→ **GOAL**
Please count the lines below that contain the word "wake" and reply with only that number.

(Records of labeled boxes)
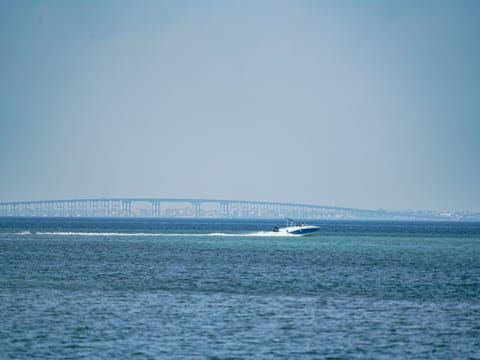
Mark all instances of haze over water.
[0,218,480,359]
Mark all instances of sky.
[0,0,480,211]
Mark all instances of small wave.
[16,230,297,237]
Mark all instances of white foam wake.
[17,231,297,237]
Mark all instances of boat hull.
[278,225,320,236]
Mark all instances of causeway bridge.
[0,198,458,220]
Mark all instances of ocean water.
[0,218,480,359]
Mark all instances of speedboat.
[272,219,320,235]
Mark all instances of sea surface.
[0,218,480,360]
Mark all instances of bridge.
[0,198,464,220]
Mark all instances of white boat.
[272,219,320,235]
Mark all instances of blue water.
[0,218,480,359]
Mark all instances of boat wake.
[15,231,298,237]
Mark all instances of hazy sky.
[0,0,480,211]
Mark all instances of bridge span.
[0,198,446,219]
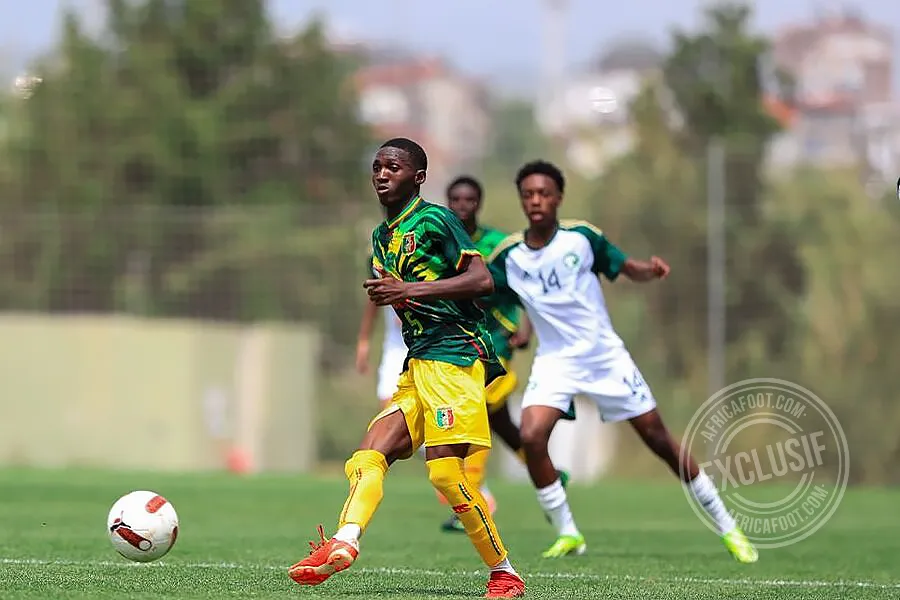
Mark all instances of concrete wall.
[0,315,319,471]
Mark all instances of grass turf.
[0,465,900,600]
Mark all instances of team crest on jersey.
[434,406,456,429]
[403,231,416,254]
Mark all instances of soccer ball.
[106,491,178,562]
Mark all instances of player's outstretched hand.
[650,256,672,279]
[363,277,407,306]
[622,256,671,281]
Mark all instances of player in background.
[356,286,408,408]
[289,138,525,598]
[488,161,758,563]
[441,175,569,531]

→ **ANSWER**
2